**Source:**
▽
What parents need to know
Parents Need to Know
Parents need to know that because the 2009 season of this reality show brings infidelity and divorce front and center, we increased our recommended age. The accusations and their consequences have spawned a media frenzy, with each parent looking terrible. Otherwise, the show remains focused on how the parents (especially mom Kate) often respond to chaos-imposed stress by bickering and picking at each other. While adult viewers will probably empathize with their tense emotions, young kids may not understand the context of the heated comments and could be upset by them -- especially since infidelity is a subject that kids under 12 won't be able to grasp, and divorce is one that is likely to upset them. Even then, this show is best reserved for older viewers.
What's the story?
△
In the parents' guide above, what led to the increase in the recommended age?

**Given entries:**
▽
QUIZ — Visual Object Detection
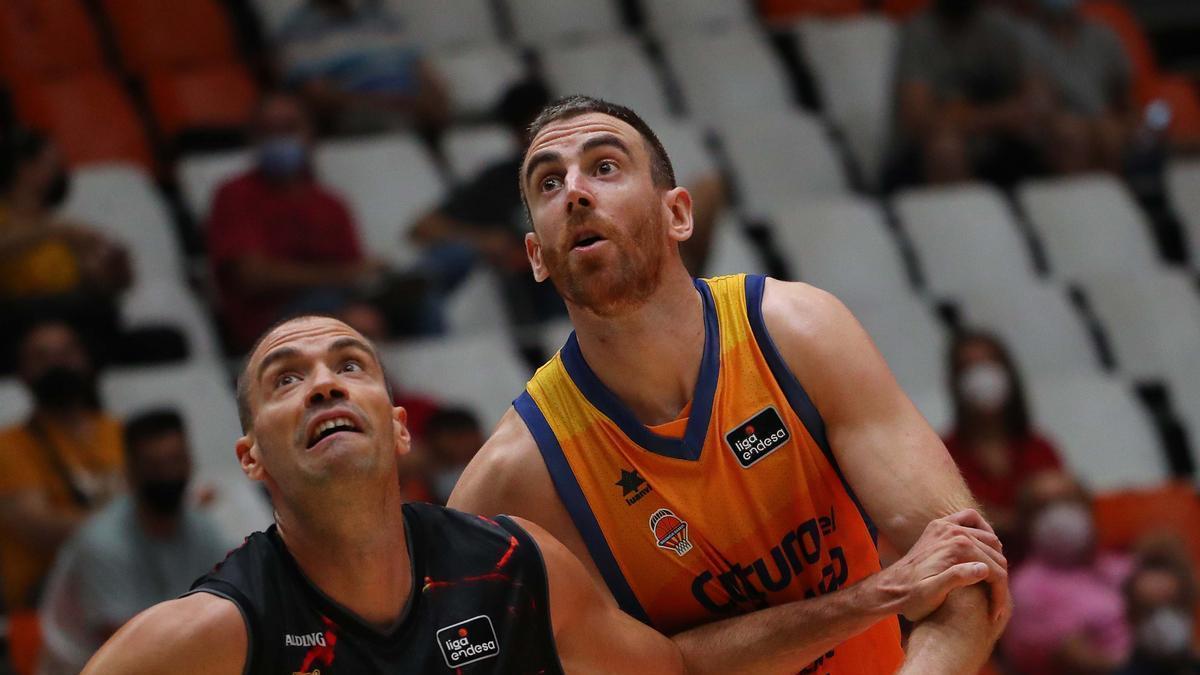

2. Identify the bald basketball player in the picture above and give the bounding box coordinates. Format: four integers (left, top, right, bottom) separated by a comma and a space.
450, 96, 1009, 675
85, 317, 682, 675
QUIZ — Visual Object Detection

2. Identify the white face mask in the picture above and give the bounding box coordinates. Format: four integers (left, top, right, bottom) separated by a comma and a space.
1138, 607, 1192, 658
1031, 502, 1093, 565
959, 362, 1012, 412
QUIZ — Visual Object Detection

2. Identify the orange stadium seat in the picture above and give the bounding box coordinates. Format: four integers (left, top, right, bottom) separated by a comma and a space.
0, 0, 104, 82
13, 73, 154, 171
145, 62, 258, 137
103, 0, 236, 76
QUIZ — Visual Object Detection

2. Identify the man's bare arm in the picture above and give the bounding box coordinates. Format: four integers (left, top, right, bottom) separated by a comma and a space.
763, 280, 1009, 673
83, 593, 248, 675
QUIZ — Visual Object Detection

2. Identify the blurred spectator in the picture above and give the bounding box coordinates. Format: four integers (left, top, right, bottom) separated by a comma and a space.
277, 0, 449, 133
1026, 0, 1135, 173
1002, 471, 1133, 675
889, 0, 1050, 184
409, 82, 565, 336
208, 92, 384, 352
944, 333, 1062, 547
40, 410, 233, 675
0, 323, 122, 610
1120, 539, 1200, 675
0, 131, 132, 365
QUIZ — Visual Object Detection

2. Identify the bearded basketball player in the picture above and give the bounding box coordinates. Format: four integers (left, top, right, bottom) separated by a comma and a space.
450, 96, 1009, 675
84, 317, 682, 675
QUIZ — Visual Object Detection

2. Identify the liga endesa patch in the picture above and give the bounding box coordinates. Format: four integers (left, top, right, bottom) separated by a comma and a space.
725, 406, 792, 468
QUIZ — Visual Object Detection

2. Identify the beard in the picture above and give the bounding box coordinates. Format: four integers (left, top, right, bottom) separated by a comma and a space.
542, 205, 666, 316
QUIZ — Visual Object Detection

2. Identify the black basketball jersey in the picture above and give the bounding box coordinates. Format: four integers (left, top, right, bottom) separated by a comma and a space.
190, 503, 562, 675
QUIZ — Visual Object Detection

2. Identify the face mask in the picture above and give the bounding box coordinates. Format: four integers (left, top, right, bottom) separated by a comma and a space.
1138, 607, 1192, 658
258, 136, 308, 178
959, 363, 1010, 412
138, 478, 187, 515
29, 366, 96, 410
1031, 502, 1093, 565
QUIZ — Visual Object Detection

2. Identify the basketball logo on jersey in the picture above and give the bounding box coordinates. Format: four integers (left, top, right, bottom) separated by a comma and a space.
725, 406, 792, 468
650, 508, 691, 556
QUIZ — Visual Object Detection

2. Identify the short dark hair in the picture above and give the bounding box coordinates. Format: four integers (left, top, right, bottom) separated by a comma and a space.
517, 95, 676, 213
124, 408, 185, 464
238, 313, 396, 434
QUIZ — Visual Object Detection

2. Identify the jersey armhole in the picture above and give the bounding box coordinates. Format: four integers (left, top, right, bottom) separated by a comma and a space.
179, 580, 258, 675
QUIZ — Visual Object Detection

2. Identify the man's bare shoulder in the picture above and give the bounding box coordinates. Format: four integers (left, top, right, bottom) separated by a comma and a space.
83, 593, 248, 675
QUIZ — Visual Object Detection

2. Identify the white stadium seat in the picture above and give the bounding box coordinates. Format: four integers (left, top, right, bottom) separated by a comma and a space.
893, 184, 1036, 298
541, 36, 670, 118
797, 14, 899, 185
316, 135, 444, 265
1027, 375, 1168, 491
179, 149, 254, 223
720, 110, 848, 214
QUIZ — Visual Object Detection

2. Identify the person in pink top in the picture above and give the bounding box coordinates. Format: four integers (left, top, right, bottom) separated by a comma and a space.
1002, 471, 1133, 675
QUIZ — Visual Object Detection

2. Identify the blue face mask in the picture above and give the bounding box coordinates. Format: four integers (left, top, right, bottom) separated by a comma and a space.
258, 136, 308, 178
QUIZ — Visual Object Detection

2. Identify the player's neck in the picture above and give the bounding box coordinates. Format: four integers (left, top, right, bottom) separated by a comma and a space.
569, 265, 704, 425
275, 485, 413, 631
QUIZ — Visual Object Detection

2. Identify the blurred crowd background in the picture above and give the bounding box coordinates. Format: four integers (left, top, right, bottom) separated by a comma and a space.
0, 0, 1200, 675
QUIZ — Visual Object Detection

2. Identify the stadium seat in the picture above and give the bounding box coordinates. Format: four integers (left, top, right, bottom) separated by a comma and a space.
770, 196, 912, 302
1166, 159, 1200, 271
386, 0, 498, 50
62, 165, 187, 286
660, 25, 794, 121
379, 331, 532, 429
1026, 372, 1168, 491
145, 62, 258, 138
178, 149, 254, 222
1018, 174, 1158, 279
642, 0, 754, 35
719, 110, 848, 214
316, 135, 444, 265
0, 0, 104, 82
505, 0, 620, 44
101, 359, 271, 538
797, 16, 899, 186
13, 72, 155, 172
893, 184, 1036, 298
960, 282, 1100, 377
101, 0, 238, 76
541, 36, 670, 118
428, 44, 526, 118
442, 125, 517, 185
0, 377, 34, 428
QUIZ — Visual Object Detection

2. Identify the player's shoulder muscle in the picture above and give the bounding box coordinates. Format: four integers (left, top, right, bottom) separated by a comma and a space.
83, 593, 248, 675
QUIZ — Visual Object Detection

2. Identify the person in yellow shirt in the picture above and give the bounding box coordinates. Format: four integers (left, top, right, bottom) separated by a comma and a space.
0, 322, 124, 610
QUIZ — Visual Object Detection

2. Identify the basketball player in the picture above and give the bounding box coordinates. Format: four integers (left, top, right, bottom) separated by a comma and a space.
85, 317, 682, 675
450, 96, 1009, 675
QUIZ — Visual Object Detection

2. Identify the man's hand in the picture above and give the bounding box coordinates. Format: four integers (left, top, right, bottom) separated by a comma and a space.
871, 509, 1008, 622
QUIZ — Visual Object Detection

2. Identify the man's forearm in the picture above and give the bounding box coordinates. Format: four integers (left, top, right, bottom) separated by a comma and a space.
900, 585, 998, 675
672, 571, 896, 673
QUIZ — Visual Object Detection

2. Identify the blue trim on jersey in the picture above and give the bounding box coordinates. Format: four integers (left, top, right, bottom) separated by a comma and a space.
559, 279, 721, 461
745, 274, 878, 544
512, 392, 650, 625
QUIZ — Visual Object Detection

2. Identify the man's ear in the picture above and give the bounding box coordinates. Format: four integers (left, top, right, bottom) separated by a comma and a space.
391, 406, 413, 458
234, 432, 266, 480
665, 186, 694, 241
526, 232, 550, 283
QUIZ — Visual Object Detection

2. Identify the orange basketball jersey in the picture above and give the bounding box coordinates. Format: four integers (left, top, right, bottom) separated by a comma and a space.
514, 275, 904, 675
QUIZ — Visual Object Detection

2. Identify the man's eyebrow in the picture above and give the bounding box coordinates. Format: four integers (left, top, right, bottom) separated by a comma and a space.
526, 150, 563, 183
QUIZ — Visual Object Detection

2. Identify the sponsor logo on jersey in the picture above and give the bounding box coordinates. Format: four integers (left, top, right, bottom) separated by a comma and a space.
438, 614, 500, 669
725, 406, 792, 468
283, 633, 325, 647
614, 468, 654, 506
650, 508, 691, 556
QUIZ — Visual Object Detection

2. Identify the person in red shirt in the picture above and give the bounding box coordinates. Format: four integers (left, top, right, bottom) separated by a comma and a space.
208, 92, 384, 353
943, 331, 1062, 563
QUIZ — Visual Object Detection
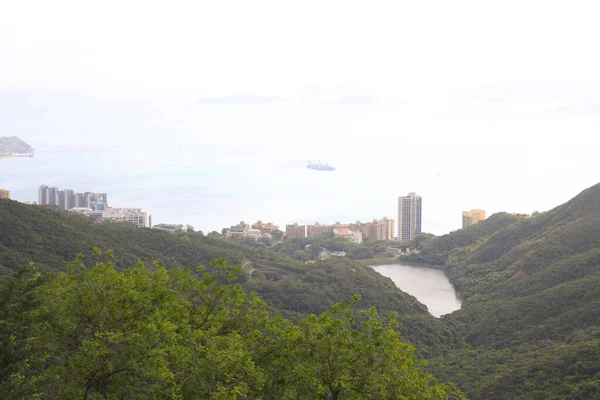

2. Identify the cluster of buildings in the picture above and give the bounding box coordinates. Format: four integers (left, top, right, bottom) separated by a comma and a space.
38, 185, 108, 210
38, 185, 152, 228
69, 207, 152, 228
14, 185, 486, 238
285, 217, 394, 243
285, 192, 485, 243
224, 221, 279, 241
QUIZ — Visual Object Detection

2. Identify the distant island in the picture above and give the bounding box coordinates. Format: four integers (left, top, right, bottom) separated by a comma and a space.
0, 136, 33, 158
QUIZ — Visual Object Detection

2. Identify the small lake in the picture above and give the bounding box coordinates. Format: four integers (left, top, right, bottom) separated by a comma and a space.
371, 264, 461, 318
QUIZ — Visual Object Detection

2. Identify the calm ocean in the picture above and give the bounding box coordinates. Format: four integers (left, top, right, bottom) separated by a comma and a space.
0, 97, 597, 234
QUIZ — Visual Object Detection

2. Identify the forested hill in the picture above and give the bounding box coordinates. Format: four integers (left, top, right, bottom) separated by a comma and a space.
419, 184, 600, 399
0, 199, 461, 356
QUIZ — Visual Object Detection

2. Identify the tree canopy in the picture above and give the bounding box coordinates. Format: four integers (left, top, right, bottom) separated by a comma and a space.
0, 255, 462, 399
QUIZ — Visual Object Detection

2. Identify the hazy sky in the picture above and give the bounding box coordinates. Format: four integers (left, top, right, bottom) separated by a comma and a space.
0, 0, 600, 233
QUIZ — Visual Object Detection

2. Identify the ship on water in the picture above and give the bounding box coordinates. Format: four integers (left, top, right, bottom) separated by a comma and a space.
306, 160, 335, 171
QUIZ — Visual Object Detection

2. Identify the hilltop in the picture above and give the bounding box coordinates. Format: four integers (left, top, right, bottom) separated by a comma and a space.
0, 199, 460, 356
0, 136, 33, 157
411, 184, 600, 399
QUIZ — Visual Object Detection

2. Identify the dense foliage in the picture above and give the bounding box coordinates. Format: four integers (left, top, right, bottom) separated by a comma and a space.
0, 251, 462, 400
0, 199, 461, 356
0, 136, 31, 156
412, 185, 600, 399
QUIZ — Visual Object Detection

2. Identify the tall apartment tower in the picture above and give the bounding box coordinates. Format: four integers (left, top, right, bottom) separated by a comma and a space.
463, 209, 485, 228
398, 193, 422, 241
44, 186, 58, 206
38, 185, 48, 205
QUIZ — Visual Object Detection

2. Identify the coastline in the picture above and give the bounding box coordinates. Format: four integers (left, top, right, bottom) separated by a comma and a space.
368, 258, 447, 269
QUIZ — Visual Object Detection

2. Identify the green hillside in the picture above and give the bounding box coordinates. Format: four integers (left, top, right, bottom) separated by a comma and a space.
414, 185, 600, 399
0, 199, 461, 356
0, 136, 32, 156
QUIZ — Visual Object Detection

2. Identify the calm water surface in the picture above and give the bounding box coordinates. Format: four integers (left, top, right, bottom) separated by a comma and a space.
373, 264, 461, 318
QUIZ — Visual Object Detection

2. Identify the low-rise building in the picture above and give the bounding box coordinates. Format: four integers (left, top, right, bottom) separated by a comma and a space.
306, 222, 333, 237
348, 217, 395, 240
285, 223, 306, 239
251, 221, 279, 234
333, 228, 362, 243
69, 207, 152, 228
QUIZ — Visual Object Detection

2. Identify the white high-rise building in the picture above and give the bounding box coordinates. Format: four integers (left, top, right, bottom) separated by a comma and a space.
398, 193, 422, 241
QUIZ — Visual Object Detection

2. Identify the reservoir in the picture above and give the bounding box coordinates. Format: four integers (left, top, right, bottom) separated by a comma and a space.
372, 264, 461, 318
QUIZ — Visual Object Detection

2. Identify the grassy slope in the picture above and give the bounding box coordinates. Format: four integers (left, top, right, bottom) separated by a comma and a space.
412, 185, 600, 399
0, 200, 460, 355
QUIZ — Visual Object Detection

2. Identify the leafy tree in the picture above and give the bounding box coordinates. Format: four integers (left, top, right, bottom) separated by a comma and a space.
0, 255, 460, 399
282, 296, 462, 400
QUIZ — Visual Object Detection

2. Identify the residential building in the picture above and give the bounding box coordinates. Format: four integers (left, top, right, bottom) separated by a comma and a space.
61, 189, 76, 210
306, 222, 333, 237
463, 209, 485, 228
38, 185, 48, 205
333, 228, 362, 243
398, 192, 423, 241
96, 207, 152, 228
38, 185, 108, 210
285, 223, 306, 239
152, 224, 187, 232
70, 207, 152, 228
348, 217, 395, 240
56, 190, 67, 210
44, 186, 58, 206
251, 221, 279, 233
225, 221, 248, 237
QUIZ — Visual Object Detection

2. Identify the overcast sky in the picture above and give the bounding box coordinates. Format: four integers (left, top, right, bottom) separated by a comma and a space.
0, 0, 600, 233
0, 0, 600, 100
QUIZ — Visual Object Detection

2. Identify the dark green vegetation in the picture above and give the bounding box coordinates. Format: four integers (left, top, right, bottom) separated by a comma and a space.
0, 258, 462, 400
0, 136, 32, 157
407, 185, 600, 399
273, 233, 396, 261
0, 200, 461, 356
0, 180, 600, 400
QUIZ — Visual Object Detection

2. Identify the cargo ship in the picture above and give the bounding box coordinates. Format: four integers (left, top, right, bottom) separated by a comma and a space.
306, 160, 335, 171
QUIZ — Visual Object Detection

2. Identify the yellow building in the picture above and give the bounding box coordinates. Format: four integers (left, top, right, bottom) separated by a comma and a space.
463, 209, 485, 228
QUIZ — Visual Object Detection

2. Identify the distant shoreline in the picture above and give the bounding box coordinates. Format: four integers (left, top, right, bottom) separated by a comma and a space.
△
**The response:** The 2009 season of the show brings infidelity and divorce front and center.